Task instructions:
(A) Please decide whether each statement agrees with the race report that follows, answering yes or no and quoting the deciding words: (i) Helms was driving a 1999 Honda Civic hatchback when he hit the guardrail; (ii) Eric Olson's Integra was located about five hours from the track; (iii) Meris lives in Sacramento.
(B) Copy out the stretch of the race report below from "Helms hung around" through "before the race.", word for word.
(C) Name every person the race report below identifies by full name.

Kevin Helms was hungry for a championship when he arrived at the Mid-Ohio Sport Car Course. With multiple previous championship podium finishes but no victories, he was at the 2012 NASA Championships for one reason: to win. Helms, and his staff at Hondaworks, labored tirelessly to prepare the car and hoped everything would go smoothly at the track to give Kevin a solid chance to come home the 2012 Honda Challenge 1 champion. Unfortunately a loose oil-cooler line had other plans for Helms. During a qualifying race Thursday, Helms was leading, and everything was going to plan when an oil line came loose, spilled oil on the track under his tires and sent him careening hood-first into the guardrail. Helms was unhurt in the collision, but the unibody in his 1999 Honda Civic hatchback was done. It was only Thursday and his chances for a championship title were wadded up in a ball of twisted Honda Civic.
Helms hung around the track, helping other Honda drivers with their efforts, performing everything from engine work to welding. Eric Olson, a customer of Hondaworks, suggested Helms drive his Type R Integra in the race. The only problem was that the car was located about 9 hours away. Two very long road trips later, the team had a car to run for Saturday’s race. However, the intake manifold was illegal for H1 and they would need to install a different one before the race.
The team worked late, suffering through some ugly Ohio weather while the white Acura Integra sat in the muddy paddock grass, but Hondaworks got the car ready in time. After practice, Helms said the car was solid, but not as fast as his Civic. He was happy to get the chance to race but still disappointed that he wouldn’t be driving his own car, which, in his own words, “Would have guaranteed me the Championship.” Meanwhile, across the pits, 2011 NASA Honda Challenge 1 champion Jonathan Meris had been busy trying to overcome a few hardships of his own. Meris, who finished just ahead of Helms the previous year, had sold his championship-winning Acura Integra before he decided to come back to the Championships to defend his title. When he made that decision, Meris, who lives in Sacramento, Calif., realized he would need a new racecar. And fast.
So he decided to build another blue Integra. The build wasn’t coming along quite as quickly as it probably should have, and when it was time to leave for Ohio, he had a freshly painted shell of an Integra with a cage welded in and an engine mounted under the hood. The rest of the car was incomplete. Meris, along with his crew, Anthony Samonte and Enrico Cruz, began the lengthy tow from California to Ohio on Monday night at about 10 p.m.

Entries shown:
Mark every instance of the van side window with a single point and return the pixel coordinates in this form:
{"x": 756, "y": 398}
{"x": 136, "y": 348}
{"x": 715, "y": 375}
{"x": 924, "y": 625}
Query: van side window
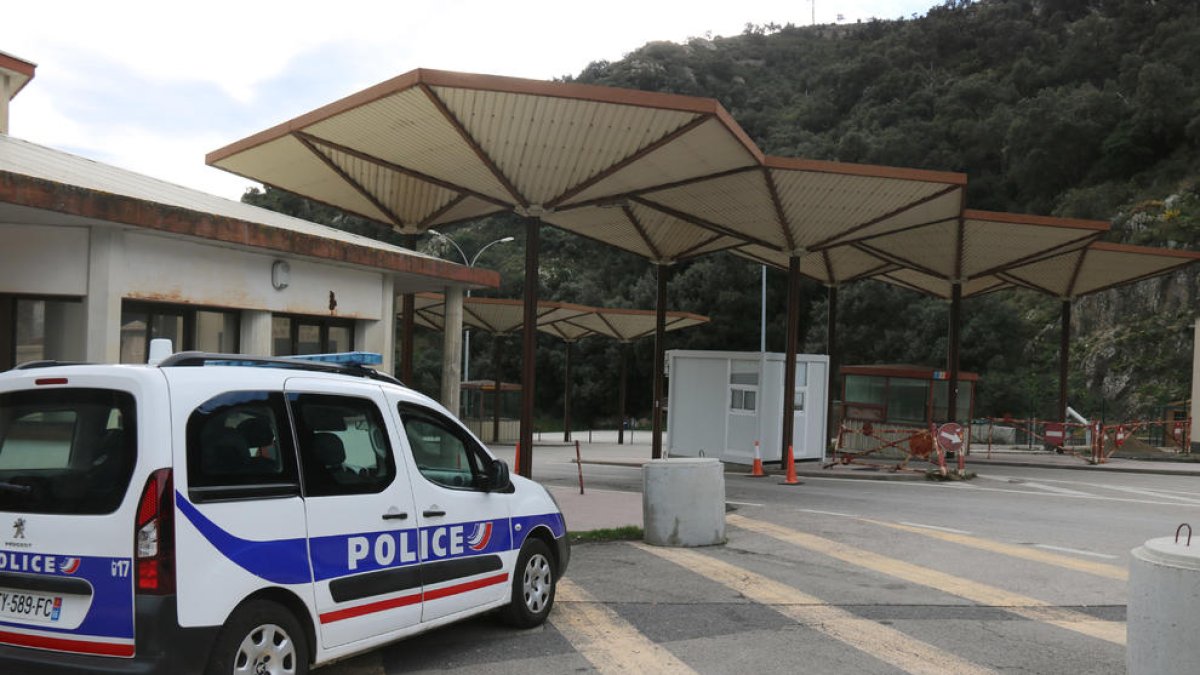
{"x": 442, "y": 451}
{"x": 239, "y": 446}
{"x": 343, "y": 444}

Answers to the tasks:
(A)
(i) Yes: "the unibody in his 1999 Honda Civic hatchback was done"
(ii) No: "the car was located about 9 hours away"
(iii) Yes: "Meris, who lives in Sacramento, Calif."

(B)
Helms hung around the track, helping other Honda drivers with their efforts, performing everything from engine work to welding. Eric Olson, a customer of Hondaworks, suggested Helms drive his Type R Integra in the race. The only problem was that the car was located about 9 hours away. Two very long road trips later, the team had a car to run for Saturday’s race. However, the intake manifold was illegal for H1 and they would need to install a different one before the race.

(C) Kevin Helms, Eric Olson, Jonathan Meris, Anthony Samonte, Enrico Cruz